Items:
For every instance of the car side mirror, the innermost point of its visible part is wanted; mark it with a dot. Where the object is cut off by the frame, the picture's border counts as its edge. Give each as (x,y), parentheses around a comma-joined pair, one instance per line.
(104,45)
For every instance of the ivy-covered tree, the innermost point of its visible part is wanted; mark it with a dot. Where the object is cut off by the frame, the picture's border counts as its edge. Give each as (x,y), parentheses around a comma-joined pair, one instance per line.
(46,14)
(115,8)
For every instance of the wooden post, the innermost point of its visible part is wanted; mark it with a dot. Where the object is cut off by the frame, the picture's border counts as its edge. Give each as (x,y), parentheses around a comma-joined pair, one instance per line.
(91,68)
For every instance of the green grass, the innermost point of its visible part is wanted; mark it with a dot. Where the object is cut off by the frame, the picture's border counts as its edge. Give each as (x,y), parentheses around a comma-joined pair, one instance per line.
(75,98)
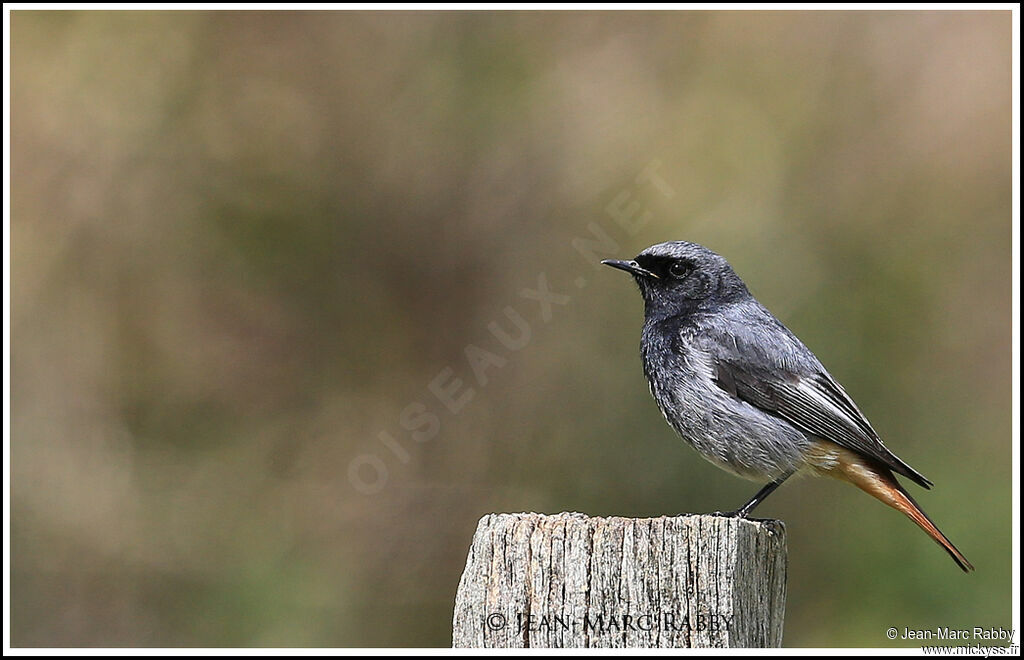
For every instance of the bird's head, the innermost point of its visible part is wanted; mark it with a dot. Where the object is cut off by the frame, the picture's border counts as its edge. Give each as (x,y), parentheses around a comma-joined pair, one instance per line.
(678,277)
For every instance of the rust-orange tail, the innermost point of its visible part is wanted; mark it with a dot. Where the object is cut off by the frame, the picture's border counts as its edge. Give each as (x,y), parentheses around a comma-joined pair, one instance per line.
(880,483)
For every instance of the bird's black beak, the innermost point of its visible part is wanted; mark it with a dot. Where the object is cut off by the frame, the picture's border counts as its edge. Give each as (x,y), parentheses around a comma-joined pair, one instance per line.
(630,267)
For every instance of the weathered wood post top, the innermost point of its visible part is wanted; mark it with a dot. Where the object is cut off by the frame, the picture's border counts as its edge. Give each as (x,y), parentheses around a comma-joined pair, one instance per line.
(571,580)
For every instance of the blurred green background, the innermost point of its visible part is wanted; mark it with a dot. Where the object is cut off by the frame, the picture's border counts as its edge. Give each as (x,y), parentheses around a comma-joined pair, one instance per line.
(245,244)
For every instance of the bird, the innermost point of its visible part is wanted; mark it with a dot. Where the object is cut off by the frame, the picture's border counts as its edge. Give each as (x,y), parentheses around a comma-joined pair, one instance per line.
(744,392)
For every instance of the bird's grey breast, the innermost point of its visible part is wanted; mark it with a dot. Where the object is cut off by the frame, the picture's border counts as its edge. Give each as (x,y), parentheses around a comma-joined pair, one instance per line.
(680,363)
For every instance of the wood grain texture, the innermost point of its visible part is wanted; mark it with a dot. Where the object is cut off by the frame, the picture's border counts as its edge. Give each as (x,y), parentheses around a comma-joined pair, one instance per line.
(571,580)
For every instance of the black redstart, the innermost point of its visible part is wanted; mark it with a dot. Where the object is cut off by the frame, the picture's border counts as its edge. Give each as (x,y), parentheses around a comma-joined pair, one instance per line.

Directive: Would you set down the listing exactly, omitting pictures?

The result:
For every instance of the car side mirror, the innermost point of its visible part is wanted; mark it with a dot. Where the object is cut off by the frame, the picture's border counts as its edge. Give each as (x,y), parentheses around a comma-joined pair, one instance per line.
(104,45)
For every instance of the ivy-covered tree, the innermost point of its visible part is wanted; mark it with a dot. Where the object is cut off by the frame, the picture's border counts as its edge. Give each as (x,y), parentheses around a comma-joined pair, one instance per line.
(46,14)
(115,8)
For every instance of the wooden post, the innermost point of its visible part is wanted; mark it with a dot. Where the object is cut off by the frame, the picture's border counts as its edge. Give each as (x,y), parentheses around a comma-joined pair, one instance per line.
(91,68)
For every instance of the green grass, the innermost point of its visible part is wanted; mark it with a dot. Where the object is cut off by the frame, the picture's border counts as its edge. Give each as (x,y), parentheses around a comma-joined pair, one instance per line.
(75,98)
For every instance of the bird's head, the innermost point of its visible part is wanted; mark it with a dot. Where the object is cut off by the frame, the picture's border counts as its edge. Give each as (x,y), parentheses around a comma-joined pair, one instance per line.
(678,277)
For every instance of the rust-orange tail, the innermost point of its visible part is wanted; mark it with a dot. Where the object is cut off by the frame, the picture's border counts as its edge. Give each as (x,y), parentheses around a comma-joined pair, one instance per line.
(880,483)
For every instance of the bird's black beak, the innermost point of its visible part is wanted; mark it with a dot. Where the object is cut off by the frame, the picture's border counts as its edge. Give each as (x,y), parentheses around a comma-joined pair, one instance per line.
(630,267)
For every instance of the weathered wood post top, the innermost point of its visible part is wanted; mark it with a dot. Where the object is cut off by the frame, the picture's border counts as its edge. Give each as (x,y), parentheses around a comma-joined pair, one instance per line.
(571,580)
For every instance of the blurred green background, the innermost point of its visible part is wanted; mark it with a dot. Where the object is cut off by the frame, the picture's border counts as its edge. Give each as (x,y), parentheses around a comma-joined pair, one instance per line.
(245,244)
For every instance of the bird, the innermost point of its visible part is wanted; mark it with a dot. Where the object is cut off by the frame, the picture's border counts as its edge. Give each as (x,y), parentheses around a comma-joined pair, one instance per line.
(744,392)
For every instance of the bird's grey breast, the innermost point of its visible part is wanted; mark it with a dot. Where the object is cut off by the frame, the picture's border counts as its edge. Give each as (x,y), parentheses around a comma-joined pair, one instance per line.
(680,363)
For every instance of the wood grain texture, the innermost point of its visible part is wanted; mark it with a dot. Where the object is cut off by the frame, the picture's border counts as its edge. Give each as (x,y), parentheses around a comma-joined pair, one instance per line.
(571,580)
For every instance of the black redstart, the innermost point of its visible part is wanted; mark it with a dot. Where the object is cut off by the frame, the picture's border counts as its edge. Give each as (x,y), parentheses around a comma-joined pair, one instance per line.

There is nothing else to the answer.